[Extracted text]
[llvm] r236031 - transform fadd chains to increase parallelism

Wed Apr 29 20:07:57 PDT 2015

Woah!  This change is very not OK for in-order targets!  Additionally, we’re observing massive regressions, including catastrophic spilling and catastrophic compile time, resulting from it.  We’re still reducing/sanitizing a testcase we can share, but *at least* this needs to move under some kind of target hook so that in-order targets can opt-out.

—Owen

> On Apr 28, 2015, at 2:03 PM, Sanjay Patel <spatel at rotateright.com> wrote:
> 
> Author: spatel
> Date: Tue Apr 28 16:03:22 2015
> New Revision: 236031
> 
> URL: http://llvm.org/viewvc/llvm-project?rev=236031&view=rev
> Log:
> transform fadd chains to increase parallelism
> 
> This is a compromise: with this simple patch, we should always handle a chain of exactly 3
> operations optimally, but we're not generating the optimal balanced binary tree for a longer
> sequence.
> 
> In general, this transform will reduce the dependency chain for a sequence of instructions
> using N operands from a worst case N-1 dependent operations to N/2 dependent operations. 
> The optimal balanced binary tree would reduce the chain to log2(N).
> 
> The trade-off for not dealing with longer sequences is: (1) we have less complexity in the
> compiler, (2) we avoid unknown compile-time blowup calculating a balanced tree, and (3) we
> don't need to worry about the increased register pressure required to parallelize longer
> sequences. It also seems unlikely that we would ever encounter really long strings of
> dependent ops like that in the wild, but I'm not sure how to verify that speculation.

(Named-object pointing records)
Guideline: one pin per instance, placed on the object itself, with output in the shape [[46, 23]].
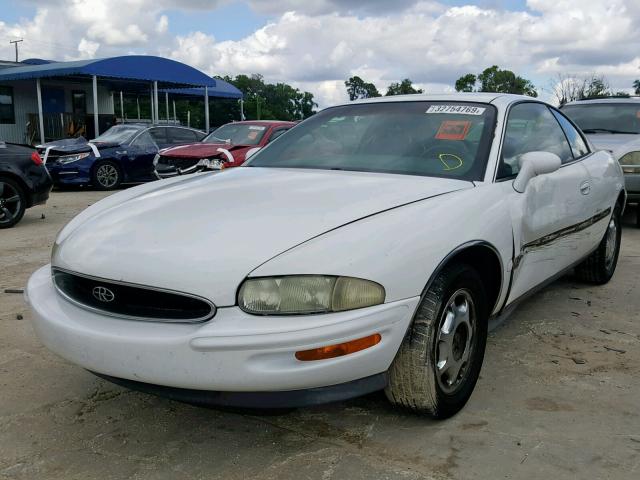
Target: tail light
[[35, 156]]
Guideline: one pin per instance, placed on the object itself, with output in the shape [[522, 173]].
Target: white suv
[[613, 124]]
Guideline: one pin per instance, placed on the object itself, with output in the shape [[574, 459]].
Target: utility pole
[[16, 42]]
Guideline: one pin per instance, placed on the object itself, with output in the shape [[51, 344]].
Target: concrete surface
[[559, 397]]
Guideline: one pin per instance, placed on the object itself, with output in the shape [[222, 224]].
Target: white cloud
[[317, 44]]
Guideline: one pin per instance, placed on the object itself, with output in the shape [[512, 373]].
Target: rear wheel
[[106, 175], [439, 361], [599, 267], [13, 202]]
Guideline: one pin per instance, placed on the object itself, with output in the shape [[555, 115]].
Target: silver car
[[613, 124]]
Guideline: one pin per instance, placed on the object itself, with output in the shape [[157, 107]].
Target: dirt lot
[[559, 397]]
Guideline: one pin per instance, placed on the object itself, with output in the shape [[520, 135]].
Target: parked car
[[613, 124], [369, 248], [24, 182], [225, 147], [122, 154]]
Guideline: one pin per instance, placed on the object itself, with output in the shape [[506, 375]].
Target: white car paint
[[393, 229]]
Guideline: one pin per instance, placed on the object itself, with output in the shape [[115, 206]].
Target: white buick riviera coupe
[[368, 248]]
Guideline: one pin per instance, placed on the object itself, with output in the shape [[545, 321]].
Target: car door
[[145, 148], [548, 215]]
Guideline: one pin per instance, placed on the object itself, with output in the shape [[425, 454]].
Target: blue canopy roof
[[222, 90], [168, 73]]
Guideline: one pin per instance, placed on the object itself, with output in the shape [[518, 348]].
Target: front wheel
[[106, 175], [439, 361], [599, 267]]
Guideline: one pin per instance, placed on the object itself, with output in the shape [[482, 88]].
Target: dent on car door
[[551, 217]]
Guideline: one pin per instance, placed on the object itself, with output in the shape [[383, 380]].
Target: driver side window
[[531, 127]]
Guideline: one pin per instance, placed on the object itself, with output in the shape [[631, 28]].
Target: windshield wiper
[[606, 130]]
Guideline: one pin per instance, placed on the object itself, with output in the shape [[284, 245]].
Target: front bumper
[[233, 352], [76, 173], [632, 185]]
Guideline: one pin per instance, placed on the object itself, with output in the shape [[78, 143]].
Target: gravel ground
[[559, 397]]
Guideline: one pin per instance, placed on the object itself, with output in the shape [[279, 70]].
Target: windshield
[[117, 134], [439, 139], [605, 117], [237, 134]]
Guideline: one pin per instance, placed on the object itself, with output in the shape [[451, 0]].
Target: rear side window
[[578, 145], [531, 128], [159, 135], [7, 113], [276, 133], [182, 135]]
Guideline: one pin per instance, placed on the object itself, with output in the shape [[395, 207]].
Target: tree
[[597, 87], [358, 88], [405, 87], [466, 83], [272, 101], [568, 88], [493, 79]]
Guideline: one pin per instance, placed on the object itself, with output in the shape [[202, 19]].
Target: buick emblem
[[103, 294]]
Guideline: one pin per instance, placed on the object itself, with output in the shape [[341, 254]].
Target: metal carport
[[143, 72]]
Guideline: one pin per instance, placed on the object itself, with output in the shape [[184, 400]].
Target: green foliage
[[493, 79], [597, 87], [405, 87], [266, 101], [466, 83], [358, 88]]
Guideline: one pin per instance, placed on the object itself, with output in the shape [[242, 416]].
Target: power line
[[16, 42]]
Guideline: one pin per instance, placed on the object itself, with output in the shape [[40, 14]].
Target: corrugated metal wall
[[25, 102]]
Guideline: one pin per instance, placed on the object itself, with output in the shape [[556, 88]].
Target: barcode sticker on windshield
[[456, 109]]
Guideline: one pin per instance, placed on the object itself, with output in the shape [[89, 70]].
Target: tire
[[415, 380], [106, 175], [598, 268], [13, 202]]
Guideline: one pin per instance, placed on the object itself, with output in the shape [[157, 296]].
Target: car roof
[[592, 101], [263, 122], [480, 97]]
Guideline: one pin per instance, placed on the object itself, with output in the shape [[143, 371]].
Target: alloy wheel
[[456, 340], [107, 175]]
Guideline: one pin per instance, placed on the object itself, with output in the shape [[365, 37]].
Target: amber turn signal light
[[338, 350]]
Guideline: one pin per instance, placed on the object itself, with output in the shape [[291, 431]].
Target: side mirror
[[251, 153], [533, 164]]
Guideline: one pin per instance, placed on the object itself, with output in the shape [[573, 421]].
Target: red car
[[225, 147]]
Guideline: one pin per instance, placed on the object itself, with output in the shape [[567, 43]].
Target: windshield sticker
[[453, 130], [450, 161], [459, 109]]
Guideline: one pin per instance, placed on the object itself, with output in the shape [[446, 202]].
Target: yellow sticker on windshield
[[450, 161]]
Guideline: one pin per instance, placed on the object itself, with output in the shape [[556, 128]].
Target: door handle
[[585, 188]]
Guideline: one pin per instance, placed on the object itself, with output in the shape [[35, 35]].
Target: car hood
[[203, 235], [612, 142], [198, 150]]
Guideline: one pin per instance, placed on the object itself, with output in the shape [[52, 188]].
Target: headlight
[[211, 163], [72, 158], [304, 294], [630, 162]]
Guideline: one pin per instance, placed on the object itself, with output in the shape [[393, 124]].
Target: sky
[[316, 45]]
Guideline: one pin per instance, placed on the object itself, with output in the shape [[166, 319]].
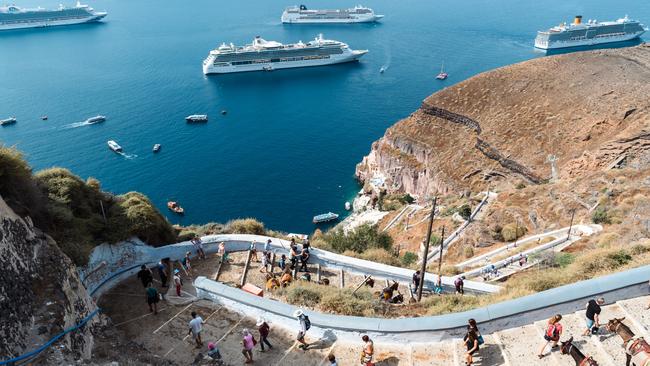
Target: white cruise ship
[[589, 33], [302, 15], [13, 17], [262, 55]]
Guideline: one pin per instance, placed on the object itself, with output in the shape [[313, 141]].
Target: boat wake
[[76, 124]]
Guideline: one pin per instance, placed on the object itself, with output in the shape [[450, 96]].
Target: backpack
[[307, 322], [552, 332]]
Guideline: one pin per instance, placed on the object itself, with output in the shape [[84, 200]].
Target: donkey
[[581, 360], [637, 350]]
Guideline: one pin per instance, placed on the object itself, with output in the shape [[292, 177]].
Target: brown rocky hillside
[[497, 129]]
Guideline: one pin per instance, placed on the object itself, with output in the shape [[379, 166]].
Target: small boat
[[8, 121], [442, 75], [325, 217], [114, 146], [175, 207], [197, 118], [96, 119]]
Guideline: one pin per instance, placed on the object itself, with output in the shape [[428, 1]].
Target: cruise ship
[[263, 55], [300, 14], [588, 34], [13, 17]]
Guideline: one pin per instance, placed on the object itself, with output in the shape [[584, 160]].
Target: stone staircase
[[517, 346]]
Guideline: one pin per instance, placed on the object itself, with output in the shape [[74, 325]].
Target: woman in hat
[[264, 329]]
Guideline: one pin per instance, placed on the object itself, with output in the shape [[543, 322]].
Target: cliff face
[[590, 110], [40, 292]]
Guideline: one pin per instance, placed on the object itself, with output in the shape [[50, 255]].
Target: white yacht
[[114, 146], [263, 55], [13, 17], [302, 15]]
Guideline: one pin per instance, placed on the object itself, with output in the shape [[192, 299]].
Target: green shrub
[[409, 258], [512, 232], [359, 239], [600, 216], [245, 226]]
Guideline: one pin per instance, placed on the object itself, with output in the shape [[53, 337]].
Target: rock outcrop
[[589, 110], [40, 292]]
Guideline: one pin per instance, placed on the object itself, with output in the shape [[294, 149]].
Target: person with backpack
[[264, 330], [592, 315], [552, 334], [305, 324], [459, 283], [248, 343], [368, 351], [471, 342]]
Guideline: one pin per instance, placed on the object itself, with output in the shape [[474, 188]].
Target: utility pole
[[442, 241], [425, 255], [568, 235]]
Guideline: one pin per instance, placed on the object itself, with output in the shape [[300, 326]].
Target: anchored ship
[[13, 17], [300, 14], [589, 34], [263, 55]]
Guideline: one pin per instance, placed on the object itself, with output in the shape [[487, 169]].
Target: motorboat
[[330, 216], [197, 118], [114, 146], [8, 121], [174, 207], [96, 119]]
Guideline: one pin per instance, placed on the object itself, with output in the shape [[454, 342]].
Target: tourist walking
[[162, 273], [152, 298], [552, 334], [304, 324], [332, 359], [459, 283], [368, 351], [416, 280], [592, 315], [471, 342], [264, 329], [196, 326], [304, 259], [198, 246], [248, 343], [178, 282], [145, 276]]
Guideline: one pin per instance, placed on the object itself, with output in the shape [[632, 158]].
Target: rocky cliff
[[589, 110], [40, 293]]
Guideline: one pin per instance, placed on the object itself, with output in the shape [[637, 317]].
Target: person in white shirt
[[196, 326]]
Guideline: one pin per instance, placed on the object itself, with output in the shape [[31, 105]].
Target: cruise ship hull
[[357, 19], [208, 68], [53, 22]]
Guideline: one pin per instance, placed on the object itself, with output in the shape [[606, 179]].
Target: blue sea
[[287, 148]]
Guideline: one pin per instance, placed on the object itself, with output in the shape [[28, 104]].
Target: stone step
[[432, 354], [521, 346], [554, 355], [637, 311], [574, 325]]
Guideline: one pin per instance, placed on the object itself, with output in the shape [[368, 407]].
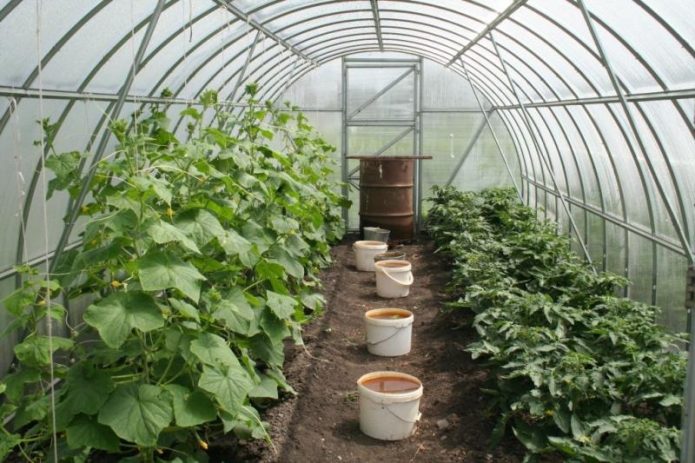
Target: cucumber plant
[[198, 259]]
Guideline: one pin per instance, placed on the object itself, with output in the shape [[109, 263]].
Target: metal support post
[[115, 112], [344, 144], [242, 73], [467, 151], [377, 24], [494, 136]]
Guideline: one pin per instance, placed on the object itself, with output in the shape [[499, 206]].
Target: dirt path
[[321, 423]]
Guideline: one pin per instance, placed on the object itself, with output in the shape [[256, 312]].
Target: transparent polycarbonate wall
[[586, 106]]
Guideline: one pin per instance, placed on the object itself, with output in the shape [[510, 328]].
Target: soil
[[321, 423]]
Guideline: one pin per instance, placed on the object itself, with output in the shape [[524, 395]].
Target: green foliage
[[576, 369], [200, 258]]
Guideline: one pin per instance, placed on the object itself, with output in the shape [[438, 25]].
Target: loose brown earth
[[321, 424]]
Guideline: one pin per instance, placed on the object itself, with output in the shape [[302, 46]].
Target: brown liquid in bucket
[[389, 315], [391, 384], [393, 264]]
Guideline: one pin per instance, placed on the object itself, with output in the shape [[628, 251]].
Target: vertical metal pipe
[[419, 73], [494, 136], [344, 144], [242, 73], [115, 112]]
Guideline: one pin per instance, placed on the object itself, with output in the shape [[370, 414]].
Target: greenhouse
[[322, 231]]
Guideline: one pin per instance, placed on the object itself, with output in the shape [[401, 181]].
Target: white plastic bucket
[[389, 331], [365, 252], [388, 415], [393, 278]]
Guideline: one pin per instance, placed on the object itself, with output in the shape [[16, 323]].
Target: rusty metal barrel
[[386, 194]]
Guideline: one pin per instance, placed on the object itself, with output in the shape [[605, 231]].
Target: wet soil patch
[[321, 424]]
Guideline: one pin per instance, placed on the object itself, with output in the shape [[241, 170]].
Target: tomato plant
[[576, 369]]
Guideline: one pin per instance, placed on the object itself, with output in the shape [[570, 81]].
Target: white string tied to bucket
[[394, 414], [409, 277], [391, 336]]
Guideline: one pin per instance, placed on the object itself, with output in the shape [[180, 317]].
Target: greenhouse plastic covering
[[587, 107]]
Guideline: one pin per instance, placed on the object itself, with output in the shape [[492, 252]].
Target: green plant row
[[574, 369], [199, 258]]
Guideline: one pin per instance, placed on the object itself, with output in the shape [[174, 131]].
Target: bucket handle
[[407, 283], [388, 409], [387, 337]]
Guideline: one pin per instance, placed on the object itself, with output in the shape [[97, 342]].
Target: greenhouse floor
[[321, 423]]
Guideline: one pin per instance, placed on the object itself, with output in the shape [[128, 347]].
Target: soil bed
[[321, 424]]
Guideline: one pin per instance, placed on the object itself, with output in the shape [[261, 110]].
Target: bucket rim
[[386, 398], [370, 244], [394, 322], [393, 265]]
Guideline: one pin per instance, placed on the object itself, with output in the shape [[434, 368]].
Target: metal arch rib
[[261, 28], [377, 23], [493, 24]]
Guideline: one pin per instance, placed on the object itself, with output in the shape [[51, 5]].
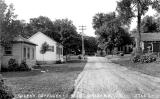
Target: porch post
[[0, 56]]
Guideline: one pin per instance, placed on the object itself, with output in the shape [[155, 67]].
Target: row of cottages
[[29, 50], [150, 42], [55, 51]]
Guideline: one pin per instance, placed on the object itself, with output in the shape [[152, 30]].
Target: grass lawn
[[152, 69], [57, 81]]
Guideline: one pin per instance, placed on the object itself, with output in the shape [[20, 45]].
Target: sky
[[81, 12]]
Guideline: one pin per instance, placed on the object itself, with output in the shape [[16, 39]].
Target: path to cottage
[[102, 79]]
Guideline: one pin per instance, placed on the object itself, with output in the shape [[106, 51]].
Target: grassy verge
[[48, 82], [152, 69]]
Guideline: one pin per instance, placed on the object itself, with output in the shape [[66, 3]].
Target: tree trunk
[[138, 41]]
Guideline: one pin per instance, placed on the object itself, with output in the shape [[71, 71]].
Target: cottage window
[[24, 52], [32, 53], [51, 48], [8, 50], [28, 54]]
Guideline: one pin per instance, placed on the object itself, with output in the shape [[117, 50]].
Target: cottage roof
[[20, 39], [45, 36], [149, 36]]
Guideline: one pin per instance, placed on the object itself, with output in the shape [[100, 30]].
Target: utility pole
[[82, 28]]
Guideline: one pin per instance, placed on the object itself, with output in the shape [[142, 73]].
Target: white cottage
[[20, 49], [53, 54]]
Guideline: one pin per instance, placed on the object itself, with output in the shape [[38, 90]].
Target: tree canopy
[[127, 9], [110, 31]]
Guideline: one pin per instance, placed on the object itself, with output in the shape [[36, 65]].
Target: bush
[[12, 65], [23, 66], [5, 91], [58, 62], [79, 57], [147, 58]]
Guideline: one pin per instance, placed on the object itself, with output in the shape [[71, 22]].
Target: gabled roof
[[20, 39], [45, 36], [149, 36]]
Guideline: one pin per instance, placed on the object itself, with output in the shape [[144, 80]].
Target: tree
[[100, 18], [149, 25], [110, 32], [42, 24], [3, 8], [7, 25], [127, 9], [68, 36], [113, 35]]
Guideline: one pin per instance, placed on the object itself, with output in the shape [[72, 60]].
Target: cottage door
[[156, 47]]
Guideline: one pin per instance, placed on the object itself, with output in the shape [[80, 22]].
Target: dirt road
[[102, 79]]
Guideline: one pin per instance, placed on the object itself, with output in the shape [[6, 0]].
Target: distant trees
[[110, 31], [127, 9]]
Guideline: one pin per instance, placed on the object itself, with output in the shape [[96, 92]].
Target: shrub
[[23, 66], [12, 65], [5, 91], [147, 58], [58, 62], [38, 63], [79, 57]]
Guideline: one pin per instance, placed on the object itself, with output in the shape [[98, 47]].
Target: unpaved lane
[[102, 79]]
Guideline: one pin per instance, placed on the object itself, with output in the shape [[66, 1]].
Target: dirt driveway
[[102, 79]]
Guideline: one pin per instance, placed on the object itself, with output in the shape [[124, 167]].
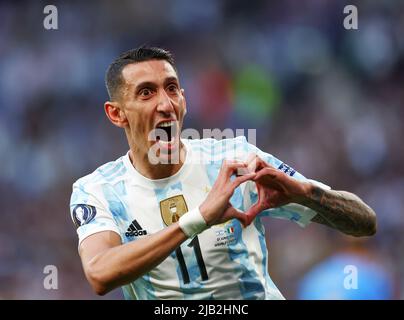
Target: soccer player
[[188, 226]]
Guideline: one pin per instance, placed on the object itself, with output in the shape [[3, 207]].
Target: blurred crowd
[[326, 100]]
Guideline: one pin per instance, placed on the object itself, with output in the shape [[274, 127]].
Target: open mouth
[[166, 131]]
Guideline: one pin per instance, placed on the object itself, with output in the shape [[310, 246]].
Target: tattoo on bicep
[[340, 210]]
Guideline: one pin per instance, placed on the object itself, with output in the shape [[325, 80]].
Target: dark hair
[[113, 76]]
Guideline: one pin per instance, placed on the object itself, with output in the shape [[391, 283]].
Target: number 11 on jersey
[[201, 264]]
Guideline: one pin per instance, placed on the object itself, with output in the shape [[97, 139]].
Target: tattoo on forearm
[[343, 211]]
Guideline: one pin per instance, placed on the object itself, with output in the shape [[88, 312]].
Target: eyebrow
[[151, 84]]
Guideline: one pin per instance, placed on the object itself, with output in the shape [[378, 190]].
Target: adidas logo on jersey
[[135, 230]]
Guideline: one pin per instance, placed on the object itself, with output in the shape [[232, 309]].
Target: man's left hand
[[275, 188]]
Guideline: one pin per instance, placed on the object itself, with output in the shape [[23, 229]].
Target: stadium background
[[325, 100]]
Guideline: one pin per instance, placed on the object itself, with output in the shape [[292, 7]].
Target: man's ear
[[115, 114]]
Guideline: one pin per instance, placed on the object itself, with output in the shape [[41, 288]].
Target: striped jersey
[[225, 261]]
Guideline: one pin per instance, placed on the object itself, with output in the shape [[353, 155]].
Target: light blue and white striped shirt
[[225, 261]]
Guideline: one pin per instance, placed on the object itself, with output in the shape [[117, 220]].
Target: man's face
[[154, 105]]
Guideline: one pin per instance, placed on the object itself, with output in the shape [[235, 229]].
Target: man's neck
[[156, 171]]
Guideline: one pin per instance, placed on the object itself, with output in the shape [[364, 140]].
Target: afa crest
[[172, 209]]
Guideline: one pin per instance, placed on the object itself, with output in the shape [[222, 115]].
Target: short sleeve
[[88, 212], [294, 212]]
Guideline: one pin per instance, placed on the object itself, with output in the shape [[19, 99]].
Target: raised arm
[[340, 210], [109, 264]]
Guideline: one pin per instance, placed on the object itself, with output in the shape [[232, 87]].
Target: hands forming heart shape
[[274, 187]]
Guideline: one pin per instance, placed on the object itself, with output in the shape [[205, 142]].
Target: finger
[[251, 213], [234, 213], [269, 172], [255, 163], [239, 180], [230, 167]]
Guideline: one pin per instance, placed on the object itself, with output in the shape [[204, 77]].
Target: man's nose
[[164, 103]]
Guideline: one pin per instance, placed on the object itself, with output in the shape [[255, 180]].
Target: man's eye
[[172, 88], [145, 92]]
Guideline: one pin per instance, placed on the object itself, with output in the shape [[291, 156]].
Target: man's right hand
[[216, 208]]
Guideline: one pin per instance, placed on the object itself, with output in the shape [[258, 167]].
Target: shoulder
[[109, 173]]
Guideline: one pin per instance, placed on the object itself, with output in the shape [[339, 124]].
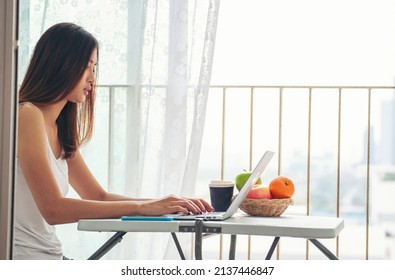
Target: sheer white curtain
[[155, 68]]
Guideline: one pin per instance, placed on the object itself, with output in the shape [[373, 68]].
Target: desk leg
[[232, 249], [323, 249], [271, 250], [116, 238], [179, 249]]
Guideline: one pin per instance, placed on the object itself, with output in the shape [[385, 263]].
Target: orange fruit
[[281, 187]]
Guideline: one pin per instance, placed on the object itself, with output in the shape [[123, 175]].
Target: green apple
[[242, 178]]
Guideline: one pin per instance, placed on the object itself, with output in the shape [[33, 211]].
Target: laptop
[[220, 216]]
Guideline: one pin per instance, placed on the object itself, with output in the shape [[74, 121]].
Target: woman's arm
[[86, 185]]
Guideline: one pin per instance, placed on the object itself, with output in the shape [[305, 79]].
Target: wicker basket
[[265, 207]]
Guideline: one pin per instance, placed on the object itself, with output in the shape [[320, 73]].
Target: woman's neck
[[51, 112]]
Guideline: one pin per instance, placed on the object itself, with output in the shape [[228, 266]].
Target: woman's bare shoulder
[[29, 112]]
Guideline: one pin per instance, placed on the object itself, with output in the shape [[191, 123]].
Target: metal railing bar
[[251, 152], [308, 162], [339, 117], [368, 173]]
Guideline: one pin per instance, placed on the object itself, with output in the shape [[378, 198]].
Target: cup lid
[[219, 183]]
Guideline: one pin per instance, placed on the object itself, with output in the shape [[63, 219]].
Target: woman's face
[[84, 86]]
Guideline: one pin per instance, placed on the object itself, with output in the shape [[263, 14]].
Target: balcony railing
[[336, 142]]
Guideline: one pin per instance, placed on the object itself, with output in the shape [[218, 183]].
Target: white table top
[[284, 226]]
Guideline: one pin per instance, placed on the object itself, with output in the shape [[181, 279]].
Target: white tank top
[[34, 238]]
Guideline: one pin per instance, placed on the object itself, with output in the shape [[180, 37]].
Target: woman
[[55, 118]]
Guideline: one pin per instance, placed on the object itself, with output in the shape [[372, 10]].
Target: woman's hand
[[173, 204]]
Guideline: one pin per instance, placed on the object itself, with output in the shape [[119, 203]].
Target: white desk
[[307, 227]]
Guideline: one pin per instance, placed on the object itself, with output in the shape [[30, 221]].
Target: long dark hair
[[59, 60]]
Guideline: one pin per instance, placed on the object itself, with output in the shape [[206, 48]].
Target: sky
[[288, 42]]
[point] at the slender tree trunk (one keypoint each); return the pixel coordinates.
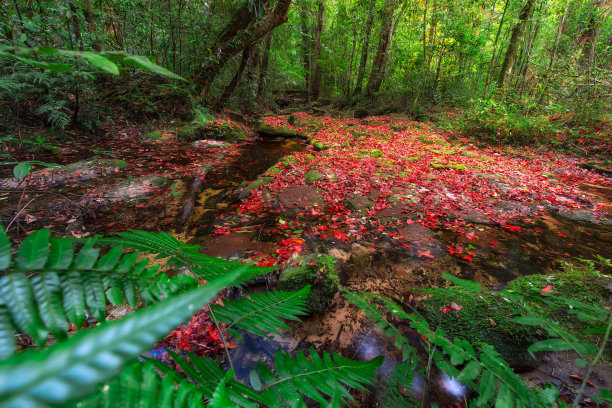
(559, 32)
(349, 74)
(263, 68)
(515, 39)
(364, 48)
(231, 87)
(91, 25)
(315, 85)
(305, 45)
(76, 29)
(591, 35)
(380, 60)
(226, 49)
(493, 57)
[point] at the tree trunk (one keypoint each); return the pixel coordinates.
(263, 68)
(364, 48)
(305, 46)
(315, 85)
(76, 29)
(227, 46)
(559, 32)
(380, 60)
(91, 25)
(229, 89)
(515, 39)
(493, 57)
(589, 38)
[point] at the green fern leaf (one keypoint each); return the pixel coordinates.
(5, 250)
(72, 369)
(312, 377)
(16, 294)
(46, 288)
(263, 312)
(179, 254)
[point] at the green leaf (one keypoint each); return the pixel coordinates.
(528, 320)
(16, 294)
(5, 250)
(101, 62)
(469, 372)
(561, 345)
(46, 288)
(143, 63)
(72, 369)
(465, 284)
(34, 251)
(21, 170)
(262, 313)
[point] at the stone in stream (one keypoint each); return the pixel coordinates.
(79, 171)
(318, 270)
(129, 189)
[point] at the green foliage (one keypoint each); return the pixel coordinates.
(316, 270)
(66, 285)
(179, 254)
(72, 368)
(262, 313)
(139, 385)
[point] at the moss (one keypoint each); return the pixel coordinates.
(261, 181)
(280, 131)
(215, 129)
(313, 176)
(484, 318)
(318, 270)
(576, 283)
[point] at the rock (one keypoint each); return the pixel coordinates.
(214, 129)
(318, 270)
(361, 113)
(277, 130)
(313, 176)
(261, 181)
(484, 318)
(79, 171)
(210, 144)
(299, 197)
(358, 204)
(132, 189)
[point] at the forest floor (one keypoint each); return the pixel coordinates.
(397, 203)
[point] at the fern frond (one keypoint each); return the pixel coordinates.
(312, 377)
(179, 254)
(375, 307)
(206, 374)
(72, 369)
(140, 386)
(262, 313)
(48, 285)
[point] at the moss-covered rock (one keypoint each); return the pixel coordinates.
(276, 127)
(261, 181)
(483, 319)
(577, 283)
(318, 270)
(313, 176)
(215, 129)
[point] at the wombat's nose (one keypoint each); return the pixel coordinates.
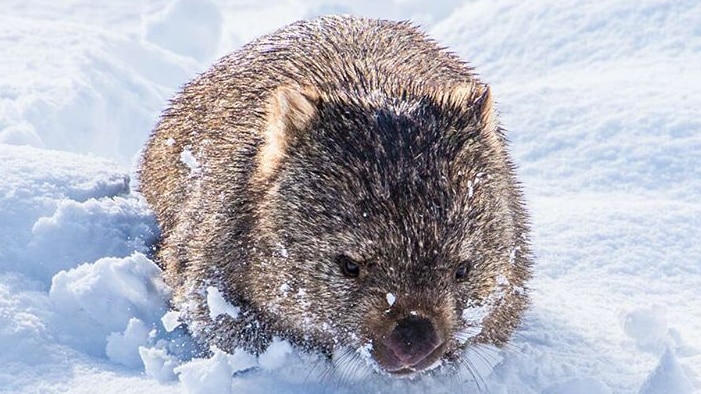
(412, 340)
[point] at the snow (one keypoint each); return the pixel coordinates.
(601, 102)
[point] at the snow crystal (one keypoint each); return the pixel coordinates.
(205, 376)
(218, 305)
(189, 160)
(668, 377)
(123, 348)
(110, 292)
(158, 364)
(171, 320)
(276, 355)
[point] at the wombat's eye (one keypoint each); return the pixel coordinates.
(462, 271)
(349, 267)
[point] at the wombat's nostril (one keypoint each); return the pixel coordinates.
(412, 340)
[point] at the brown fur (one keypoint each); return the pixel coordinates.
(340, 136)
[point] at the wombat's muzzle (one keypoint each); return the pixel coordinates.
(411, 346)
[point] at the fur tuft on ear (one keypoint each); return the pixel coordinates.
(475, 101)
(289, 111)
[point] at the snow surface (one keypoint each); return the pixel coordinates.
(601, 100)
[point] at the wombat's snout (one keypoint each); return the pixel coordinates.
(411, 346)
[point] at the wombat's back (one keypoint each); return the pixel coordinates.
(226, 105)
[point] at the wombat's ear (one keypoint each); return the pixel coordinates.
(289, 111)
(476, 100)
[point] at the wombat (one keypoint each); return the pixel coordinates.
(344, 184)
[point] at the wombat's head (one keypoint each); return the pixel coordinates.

[Required task 1]
Answer these questions about the fadd chain thread:
(a) What is the revision number of the change?
(b) For what kind of targets does the reply say the change is very not OK?
(c) To what would the optimal balanced binary tree reduce the chain?
[Required task 2]
Resume the fadd chain thread, starting right after its final sentence.

[Task output 1]
(a) 236031
(b) In-order targets
(c) log2(N)

[Task output 2]
> FWIW, I see no perf difference for test-suite running on btver2 (x86-64) with -ffast-math
> and this patch.
> 
> We can extend this patch to cover other associative operations such as fmul, fmax, fmin, 
> integer add, integer mul.
> 
> This is a partial fix for:
> https://llvm.org/bugs/show_bug.cgi?id=17305
> 
> and if extended:
> https://llvm.org/bugs/show_bug.cgi?id=21768
> https://llvm.org/bugs/show_bug.cgi?id=23116
> 
> The issue also came up in:
> http://reviews.llvm.org/D8941
> 
> Differential Revision: http://reviews.llvm.org/D9232
> 
> 
> Modified:
>    llvm/trunk/lib/CodeGen/SelectionDAG/DAGCombiner.cpp
>    llvm/trunk/test/CodeGen/X86/fp-fast.ll
> 
> Modified: llvm/trunk/lib/CodeGen/SelectionDAG/DAGCombiner.cpp
> URL: http://llvm.org/viewvc/llvm-project/llvm/trunk/lib/CodeGen/SelectionDAG/DAGCombiner.cpp?rev=236031&r1=236030&r2=236031&view=diff
> ==============================================================================
> --- llvm/trunk/lib/CodeGen/SelectionDAG/DAGCombiner.cpp (original)
> +++ llvm/trunk/lib/CodeGen/SelectionDAG/DAGCombiner.cpp Tue Apr 28 16:03:22 2015
> @@ -7801,6 +7801,24 @@ SDValue DAGCombiner::visitFADD(SDNode *N
>                            N0.getOperand(0), DAG.getConstantFP(4.0, DL, VT));
>       }
>     }
> +
> +    // Canonicalize chains of adds to LHS to simplify the following transform.
> +    if (N0.getOpcode() != ISD::FADD && N1.getOpcode() == ISD::FADD)
> +      return DAG.getNode(ISD::FADD, SDLoc(N), VT, N1, N0);
> +    
> +    // Convert a chain of 3 dependent operations into 2 independent operations
> +    // and 1 dependent operation:
> +    //  (fadd N0: (fadd N00: (fadd z, w), N01: y), N1: x) ->
> +    //  (fadd N00: (fadd z, w), (fadd N1: x, N01: y))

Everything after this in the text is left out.